TEXT PASSAGE:
++++
It's the first Friday of the month and my critique group--the Sunday Swaggers--despite the wild ride in our classrooms, schools and physical BODIES, is soldiering on with a monthly challenge.  Today Margaret of Reflections on the Teche feeds our delight in the refreshing force that is Amanda Gorman by sending us to find a poem through a scavenger hunt.

That would be enough to get us going, but IN ADDITION we would like to give a nod to today's Poetry Friday host, Kat Apel, who just last week shared a seat-of-the-pants poetry form called the LaMiPoFri.  It's ideal for people like me who are sitting down at 6:30 am to a) write my Poetry Friday post including b) writing a response to my group's challenge. Here's how Kat describes it:

"What is a lamipofri? It’s a poetry snapshot that’s quickly scribed, to give people an insight into the world around you at a given point in time – that point being the last minute as you’re scrambling for a Poetry Friday poem to post! Hence the name: LAst MInute of a POetry FRIday! The trick with the lamipofri is to pause, take a moment to look around and share that moment with others. But don’t take too long, or the moment will pass!"
++++
TASK LIST:
• A. Answer these questions about the Poetry Friday post, one per line:
(i) What is the name of the critique group?
(ii) Who is hosting Poetry Friday today?
(iii) What words make up the name LaMiPoFri?
• B. Write out the part of the Poetry Friday post that opens with the words containing "It's the first" and closes with "a scavenger hunt.", replacing "critique group" with "writing group".
• C. Please extend the Poetry Friday post, picking up right after its last sentence.

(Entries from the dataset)
++++
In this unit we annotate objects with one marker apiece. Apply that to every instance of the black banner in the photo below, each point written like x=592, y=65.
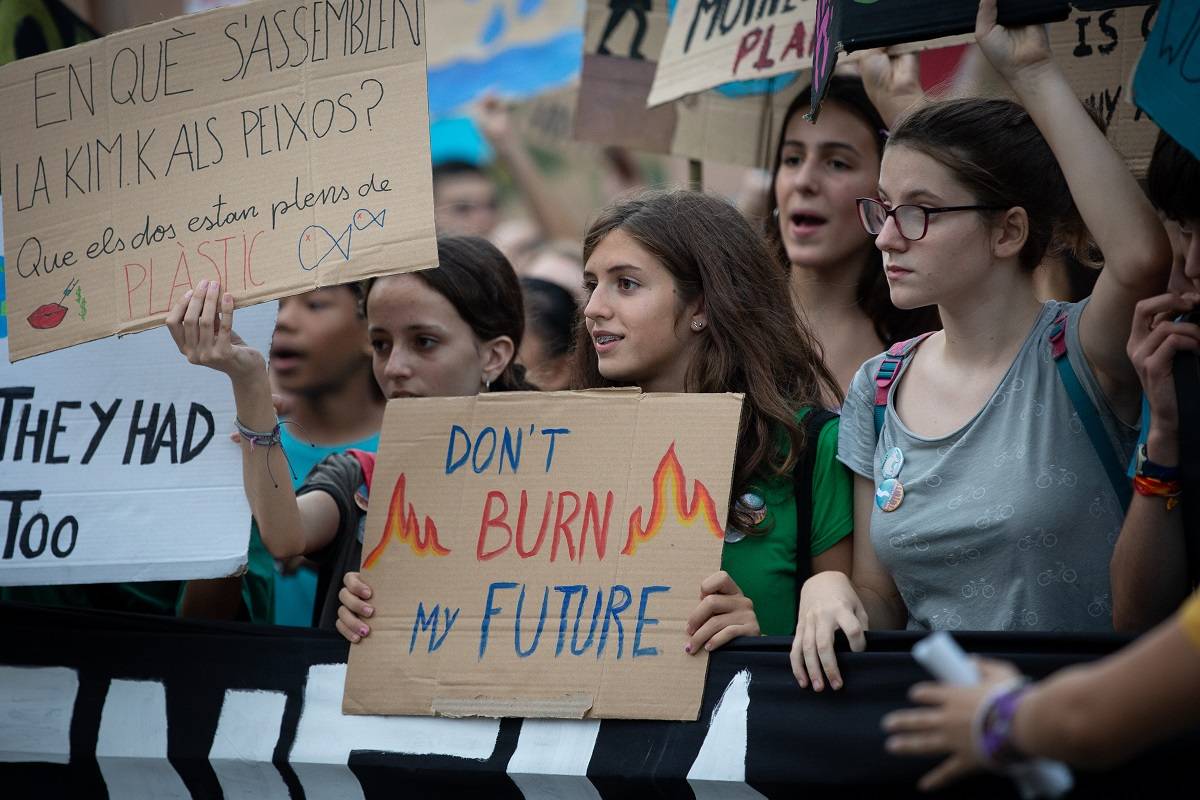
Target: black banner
x=795, y=743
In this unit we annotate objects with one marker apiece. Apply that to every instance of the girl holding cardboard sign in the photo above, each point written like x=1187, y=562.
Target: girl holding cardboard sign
x=443, y=332
x=979, y=452
x=684, y=296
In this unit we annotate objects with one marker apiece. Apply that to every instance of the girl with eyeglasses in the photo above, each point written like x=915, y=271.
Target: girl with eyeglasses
x=988, y=492
x=834, y=271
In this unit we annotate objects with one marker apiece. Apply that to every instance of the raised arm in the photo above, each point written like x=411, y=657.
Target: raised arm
x=1137, y=252
x=1149, y=565
x=202, y=325
x=547, y=209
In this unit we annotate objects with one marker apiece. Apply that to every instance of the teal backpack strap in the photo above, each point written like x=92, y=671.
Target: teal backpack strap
x=887, y=372
x=1086, y=411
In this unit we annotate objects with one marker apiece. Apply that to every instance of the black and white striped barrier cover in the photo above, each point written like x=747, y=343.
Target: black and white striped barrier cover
x=138, y=708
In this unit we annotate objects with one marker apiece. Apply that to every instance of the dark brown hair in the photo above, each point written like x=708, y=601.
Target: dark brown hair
x=480, y=284
x=996, y=151
x=755, y=341
x=891, y=324
x=1174, y=180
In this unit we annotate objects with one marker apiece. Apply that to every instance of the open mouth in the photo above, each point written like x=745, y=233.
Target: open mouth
x=605, y=342
x=804, y=223
x=282, y=358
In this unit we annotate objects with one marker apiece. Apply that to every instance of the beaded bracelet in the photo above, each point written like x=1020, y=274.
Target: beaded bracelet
x=268, y=439
x=994, y=725
x=1153, y=487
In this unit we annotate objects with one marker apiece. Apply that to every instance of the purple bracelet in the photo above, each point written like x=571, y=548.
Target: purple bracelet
x=996, y=727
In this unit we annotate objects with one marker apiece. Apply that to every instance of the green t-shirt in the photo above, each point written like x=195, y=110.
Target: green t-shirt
x=763, y=565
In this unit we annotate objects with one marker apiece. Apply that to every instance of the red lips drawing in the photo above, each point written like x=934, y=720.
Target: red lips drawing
x=52, y=313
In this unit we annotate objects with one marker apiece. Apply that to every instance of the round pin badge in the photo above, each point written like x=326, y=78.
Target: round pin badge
x=754, y=505
x=893, y=463
x=889, y=494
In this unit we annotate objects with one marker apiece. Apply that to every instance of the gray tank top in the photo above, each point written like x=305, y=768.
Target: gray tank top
x=1009, y=522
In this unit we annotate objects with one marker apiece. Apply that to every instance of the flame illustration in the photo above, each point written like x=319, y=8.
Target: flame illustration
x=670, y=474
x=406, y=527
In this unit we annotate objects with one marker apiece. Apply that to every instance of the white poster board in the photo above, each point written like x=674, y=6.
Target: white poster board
x=115, y=463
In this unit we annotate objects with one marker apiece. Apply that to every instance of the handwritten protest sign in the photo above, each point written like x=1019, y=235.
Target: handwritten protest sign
x=712, y=42
x=1168, y=82
x=115, y=463
x=539, y=554
x=276, y=146
x=735, y=124
x=1098, y=50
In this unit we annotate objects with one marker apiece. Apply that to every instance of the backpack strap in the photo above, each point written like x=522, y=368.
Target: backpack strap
x=802, y=487
x=1086, y=411
x=887, y=373
x=366, y=461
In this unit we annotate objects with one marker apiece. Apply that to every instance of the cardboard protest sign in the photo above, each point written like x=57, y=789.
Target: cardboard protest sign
x=276, y=146
x=115, y=463
x=713, y=42
x=1098, y=52
x=733, y=124
x=539, y=554
x=1168, y=82
x=851, y=25
x=514, y=48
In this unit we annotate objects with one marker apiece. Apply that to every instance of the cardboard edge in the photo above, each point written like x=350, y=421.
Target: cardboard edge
x=574, y=705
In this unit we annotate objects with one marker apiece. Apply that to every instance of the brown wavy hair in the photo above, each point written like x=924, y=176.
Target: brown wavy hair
x=997, y=152
x=755, y=341
x=871, y=293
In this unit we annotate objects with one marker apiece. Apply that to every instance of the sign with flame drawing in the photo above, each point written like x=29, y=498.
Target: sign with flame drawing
x=538, y=554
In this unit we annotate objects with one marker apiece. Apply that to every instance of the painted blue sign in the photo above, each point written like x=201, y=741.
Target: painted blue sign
x=1167, y=84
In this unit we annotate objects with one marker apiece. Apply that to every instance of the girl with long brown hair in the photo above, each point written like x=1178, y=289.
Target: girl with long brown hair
x=835, y=272
x=684, y=296
x=450, y=331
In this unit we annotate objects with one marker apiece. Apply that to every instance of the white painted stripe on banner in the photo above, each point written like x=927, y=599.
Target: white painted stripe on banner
x=247, y=733
x=720, y=767
x=552, y=757
x=131, y=747
x=36, y=704
x=325, y=735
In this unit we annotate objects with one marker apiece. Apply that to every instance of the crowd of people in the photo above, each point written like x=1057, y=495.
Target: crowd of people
x=977, y=447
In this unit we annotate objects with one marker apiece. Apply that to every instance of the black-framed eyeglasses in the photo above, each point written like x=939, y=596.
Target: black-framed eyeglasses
x=912, y=221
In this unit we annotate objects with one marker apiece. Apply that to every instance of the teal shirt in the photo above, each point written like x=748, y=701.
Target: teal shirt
x=763, y=564
x=271, y=596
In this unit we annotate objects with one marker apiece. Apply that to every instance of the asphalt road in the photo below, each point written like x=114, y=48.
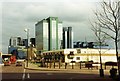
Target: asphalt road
x=19, y=73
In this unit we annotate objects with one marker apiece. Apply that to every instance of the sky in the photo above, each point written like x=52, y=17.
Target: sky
x=16, y=15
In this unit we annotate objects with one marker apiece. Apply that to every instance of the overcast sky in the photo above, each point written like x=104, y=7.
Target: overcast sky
x=20, y=14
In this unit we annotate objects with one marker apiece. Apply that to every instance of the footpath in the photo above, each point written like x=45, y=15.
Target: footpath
x=89, y=73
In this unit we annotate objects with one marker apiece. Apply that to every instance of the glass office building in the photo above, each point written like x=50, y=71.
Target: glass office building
x=67, y=37
x=48, y=34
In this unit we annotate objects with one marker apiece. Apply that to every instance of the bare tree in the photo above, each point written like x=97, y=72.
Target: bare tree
x=100, y=39
x=107, y=18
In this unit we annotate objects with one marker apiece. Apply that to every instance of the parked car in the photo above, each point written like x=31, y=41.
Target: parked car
x=7, y=63
x=19, y=63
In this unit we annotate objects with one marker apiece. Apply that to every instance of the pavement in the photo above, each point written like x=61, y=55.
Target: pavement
x=84, y=72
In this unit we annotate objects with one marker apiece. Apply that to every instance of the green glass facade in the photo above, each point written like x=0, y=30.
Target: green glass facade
x=48, y=34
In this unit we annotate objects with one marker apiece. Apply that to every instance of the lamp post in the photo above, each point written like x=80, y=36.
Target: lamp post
x=27, y=33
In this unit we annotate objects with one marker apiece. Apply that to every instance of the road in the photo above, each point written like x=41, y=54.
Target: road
x=19, y=73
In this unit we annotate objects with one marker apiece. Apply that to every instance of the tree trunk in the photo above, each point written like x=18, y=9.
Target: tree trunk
x=116, y=45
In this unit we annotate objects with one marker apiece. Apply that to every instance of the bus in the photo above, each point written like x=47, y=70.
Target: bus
x=80, y=54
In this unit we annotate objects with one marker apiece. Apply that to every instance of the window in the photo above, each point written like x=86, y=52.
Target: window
x=77, y=58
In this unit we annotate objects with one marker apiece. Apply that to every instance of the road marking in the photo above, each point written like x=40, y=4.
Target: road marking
x=49, y=74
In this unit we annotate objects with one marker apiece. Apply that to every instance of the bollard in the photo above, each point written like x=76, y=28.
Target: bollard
x=65, y=65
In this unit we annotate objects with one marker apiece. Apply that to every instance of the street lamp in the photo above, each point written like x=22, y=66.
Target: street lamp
x=27, y=33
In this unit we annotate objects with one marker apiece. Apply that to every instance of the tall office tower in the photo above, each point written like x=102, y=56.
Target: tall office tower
x=48, y=34
x=15, y=41
x=32, y=40
x=41, y=35
x=65, y=37
x=69, y=38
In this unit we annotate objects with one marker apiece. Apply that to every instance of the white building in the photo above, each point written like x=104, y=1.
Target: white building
x=48, y=34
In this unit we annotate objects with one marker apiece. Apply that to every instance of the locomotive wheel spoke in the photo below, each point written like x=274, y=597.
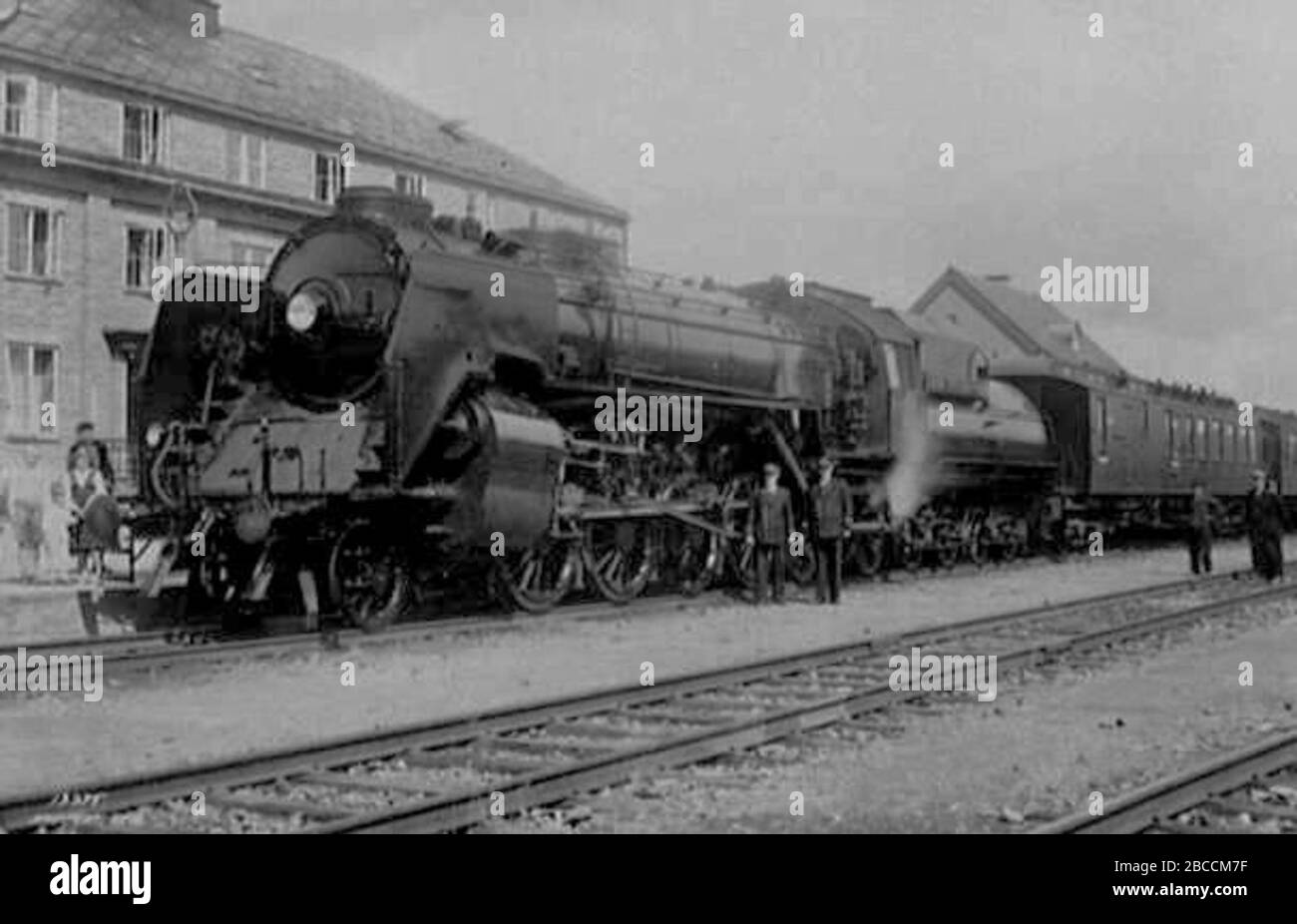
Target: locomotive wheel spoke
x=698, y=560
x=867, y=553
x=537, y=578
x=619, y=558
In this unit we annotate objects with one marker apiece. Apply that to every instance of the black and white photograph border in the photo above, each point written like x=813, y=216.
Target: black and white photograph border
x=920, y=463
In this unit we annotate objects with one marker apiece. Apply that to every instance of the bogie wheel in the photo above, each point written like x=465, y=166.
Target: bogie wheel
x=368, y=578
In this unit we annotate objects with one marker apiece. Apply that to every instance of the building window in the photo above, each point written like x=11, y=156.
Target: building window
x=33, y=388
x=253, y=254
x=146, y=248
x=893, y=366
x=329, y=178
x=411, y=185
x=245, y=160
x=143, y=134
x=33, y=233
x=20, y=107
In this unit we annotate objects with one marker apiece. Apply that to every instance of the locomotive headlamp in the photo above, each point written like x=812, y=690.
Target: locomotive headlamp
x=307, y=303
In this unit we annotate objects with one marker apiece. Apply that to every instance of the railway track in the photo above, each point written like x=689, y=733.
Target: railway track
x=1249, y=791
x=143, y=652
x=458, y=773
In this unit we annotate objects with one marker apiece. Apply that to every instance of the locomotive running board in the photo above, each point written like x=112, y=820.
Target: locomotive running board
x=648, y=512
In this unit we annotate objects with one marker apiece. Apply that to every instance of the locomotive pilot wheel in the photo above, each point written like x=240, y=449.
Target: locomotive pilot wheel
x=368, y=578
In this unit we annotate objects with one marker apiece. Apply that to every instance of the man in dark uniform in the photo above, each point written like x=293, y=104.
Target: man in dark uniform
x=1204, y=512
x=769, y=522
x=1254, y=526
x=1272, y=530
x=830, y=525
x=98, y=452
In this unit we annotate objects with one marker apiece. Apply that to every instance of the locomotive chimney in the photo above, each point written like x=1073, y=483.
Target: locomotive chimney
x=182, y=12
x=384, y=207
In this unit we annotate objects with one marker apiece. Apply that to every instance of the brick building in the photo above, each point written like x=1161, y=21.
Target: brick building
x=117, y=116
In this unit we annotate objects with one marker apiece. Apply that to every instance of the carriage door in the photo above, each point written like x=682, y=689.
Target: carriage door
x=1271, y=450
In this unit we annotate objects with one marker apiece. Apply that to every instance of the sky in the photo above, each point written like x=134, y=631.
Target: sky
x=820, y=155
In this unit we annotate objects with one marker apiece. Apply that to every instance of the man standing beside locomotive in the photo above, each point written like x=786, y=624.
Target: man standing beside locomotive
x=1204, y=513
x=830, y=523
x=769, y=523
x=1272, y=530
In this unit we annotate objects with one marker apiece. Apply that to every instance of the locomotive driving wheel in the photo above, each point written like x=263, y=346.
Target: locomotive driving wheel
x=536, y=579
x=368, y=578
x=695, y=557
x=619, y=557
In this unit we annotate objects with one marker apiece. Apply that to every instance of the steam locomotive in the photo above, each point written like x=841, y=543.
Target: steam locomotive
x=414, y=404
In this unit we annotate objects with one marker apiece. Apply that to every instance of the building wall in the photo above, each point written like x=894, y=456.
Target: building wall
x=950, y=313
x=87, y=294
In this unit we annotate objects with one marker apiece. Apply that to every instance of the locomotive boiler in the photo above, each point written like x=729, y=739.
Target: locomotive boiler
x=415, y=400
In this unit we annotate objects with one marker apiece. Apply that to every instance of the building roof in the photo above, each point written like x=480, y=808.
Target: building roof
x=1034, y=323
x=247, y=77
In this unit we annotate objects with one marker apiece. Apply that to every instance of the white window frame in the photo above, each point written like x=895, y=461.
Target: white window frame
x=336, y=177
x=420, y=184
x=53, y=245
x=238, y=253
x=893, y=367
x=244, y=167
x=21, y=424
x=160, y=235
x=150, y=158
x=30, y=112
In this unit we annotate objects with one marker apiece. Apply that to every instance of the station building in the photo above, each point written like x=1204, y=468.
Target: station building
x=128, y=141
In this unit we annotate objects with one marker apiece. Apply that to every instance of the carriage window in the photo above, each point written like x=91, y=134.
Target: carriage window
x=893, y=369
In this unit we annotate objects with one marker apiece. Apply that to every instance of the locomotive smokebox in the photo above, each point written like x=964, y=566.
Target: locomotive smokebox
x=384, y=207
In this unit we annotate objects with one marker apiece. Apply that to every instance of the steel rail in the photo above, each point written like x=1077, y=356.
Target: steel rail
x=1153, y=807
x=718, y=736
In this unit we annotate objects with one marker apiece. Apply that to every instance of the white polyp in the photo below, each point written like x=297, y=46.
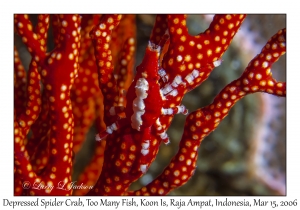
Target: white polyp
x=158, y=123
x=112, y=111
x=193, y=75
x=138, y=104
x=168, y=111
x=146, y=144
x=114, y=126
x=167, y=89
x=162, y=73
x=177, y=80
x=162, y=95
x=174, y=92
x=217, y=63
x=143, y=168
x=154, y=47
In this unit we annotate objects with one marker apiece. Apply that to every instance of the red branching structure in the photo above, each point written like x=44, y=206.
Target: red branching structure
x=83, y=80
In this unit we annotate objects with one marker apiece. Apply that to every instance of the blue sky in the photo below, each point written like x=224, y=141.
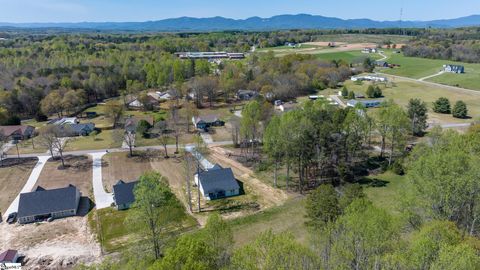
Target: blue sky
x=142, y=10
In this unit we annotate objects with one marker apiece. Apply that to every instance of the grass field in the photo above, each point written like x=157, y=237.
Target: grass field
x=287, y=218
x=103, y=140
x=78, y=173
x=349, y=56
x=416, y=68
x=115, y=234
x=118, y=166
x=383, y=190
x=362, y=38
x=403, y=90
x=12, y=179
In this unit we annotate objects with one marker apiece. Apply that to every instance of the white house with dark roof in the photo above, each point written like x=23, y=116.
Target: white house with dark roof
x=123, y=195
x=9, y=256
x=42, y=204
x=217, y=183
x=454, y=68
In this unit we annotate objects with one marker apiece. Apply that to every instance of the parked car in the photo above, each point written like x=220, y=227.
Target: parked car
x=12, y=218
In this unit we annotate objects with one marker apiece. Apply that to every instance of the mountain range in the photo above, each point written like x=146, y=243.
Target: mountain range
x=280, y=22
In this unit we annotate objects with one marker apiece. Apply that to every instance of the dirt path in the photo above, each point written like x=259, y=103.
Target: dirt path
x=270, y=196
x=57, y=245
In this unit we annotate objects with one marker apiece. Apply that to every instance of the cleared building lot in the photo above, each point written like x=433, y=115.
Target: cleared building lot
x=13, y=176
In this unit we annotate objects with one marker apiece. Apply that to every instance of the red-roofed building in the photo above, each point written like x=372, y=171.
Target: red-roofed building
x=9, y=256
x=17, y=132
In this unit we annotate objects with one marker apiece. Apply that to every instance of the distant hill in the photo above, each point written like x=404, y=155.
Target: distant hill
x=281, y=22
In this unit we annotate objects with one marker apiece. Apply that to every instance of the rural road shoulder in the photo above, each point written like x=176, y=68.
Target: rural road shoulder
x=32, y=180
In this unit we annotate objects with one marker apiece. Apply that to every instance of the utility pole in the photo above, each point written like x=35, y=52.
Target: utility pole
x=187, y=158
x=198, y=184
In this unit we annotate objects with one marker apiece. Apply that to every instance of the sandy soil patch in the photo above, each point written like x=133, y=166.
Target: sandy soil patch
x=13, y=176
x=78, y=173
x=61, y=244
x=268, y=196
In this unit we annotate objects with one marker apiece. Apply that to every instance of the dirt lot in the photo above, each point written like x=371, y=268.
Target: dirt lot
x=118, y=166
x=78, y=173
x=57, y=245
x=344, y=46
x=267, y=195
x=13, y=176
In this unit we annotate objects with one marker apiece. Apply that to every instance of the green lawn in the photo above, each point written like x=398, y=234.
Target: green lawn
x=115, y=234
x=289, y=217
x=349, y=56
x=401, y=91
x=416, y=68
x=103, y=140
x=383, y=190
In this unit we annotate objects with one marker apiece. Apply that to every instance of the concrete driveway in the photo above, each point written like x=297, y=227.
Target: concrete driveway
x=102, y=198
x=32, y=180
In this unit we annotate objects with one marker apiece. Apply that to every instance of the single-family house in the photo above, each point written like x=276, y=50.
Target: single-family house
x=123, y=195
x=454, y=68
x=91, y=115
x=17, y=132
x=72, y=130
x=217, y=183
x=131, y=122
x=9, y=256
x=246, y=94
x=63, y=121
x=365, y=103
x=206, y=121
x=42, y=204
x=150, y=100
x=382, y=64
x=286, y=107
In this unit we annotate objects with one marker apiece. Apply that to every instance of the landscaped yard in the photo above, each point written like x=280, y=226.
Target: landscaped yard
x=287, y=218
x=78, y=173
x=118, y=166
x=414, y=67
x=13, y=177
x=116, y=234
x=102, y=140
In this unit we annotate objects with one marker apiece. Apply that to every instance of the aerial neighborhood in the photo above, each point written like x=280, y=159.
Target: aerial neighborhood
x=290, y=142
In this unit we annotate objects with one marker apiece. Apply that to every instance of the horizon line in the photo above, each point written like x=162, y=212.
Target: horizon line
x=236, y=19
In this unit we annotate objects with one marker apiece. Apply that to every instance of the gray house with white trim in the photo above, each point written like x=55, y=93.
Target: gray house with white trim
x=217, y=183
x=42, y=204
x=123, y=195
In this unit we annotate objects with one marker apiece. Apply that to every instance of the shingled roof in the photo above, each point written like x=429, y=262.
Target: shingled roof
x=218, y=178
x=8, y=256
x=42, y=202
x=123, y=192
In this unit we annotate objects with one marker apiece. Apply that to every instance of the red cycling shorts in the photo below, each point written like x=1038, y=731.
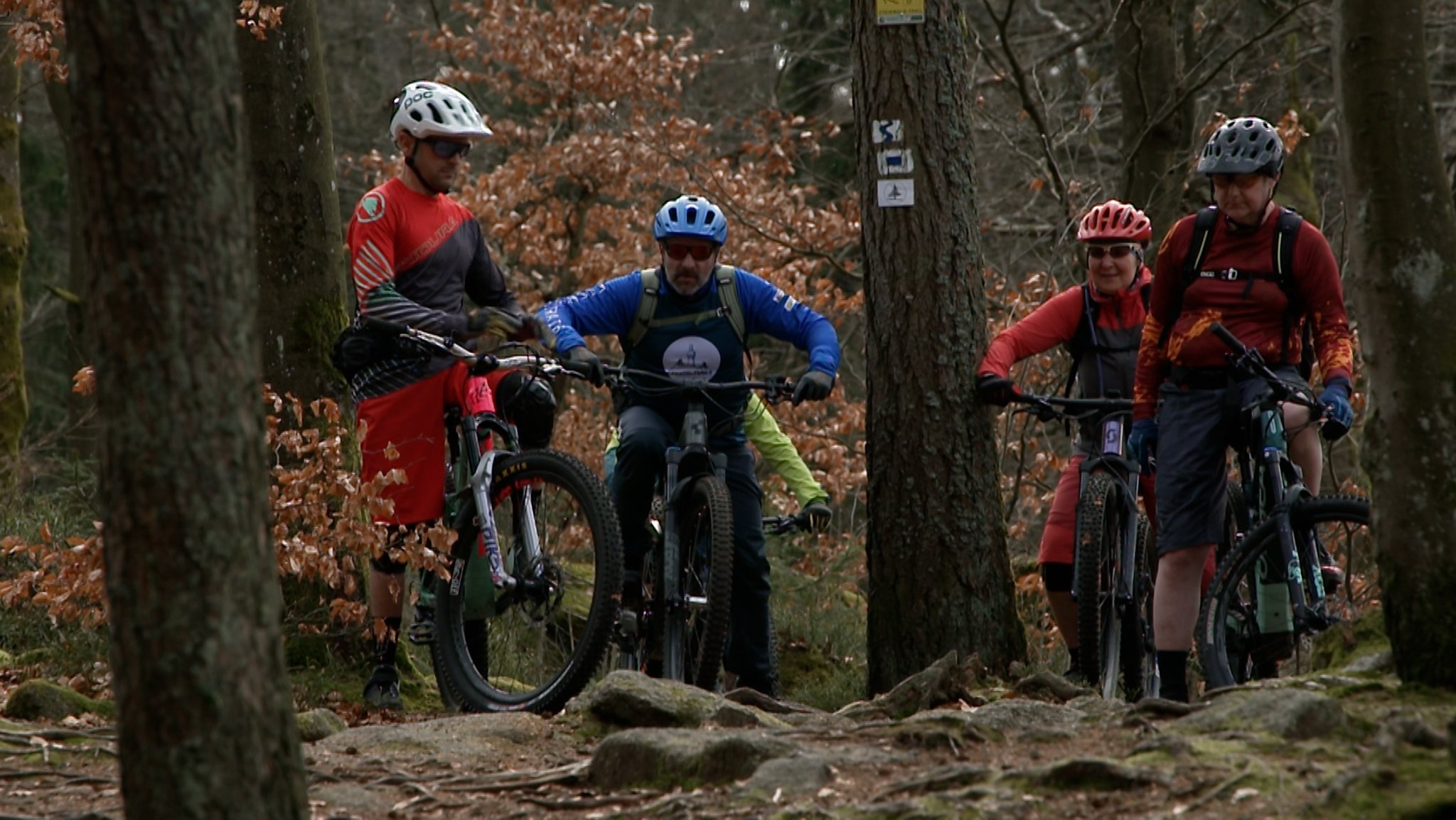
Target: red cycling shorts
x=411, y=422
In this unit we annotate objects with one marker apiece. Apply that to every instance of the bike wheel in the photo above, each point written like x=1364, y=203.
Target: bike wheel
x=1139, y=657
x=695, y=634
x=533, y=647
x=1231, y=644
x=1100, y=526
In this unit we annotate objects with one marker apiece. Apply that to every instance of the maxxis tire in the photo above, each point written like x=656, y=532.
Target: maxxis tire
x=705, y=550
x=1224, y=606
x=1097, y=510
x=458, y=675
++++
TASK ANSWERS:
• A.
(i) The Sunday Swaggers
(ii) Kat Apel
(iii) LAst MInute of a POetry FRIday

• B.
It's the first Friday of the month and my writing group--the Sunday Swaggers--despite the wild ride in our classrooms, schools and physical BODIES, is soldiering on with a monthly challenge.  Today Margaret of Reflections on the Teche feeds our delight in the refreshing force that is Amanda Gorman by sending us to find a poem through a scavenger hunt.

• C.
I've always called such last-minute poems Instadrafts™ but Kat's has the special feature of focusing on the moment.

So here we have it: three words from Ta-Nehisi Coates's BETWEEN THE WORLD AND ME. It is taking me months to read this book, so painful is it for me to understand his experience of growing up in a Black body. It takes me 10 minutes and an effort to revisit pages 11 (my 'lucky' birthdate, next week), 22 and 33, but here are the words I choose:

declaration ~ edge ~ suspended

and here is the out-the-window poetry moment they become.









 

Find the rest of our group's responses here:

-Catherine at Reading to the Core -Margaret at Reflections on the Teche -Molly at Nix the Comfort Zone
-Linda at A Word Edgewise

Many thanks to the unwitting conglomeration that led to this AmGorScaHuLaMiPoFri, and thanks and congratulations to our host Kat on her new book A BIRD IN THE HERD (the egret has landed hee hee hee).  May we step, eyes wide open and socks on, toward a warmer Reality.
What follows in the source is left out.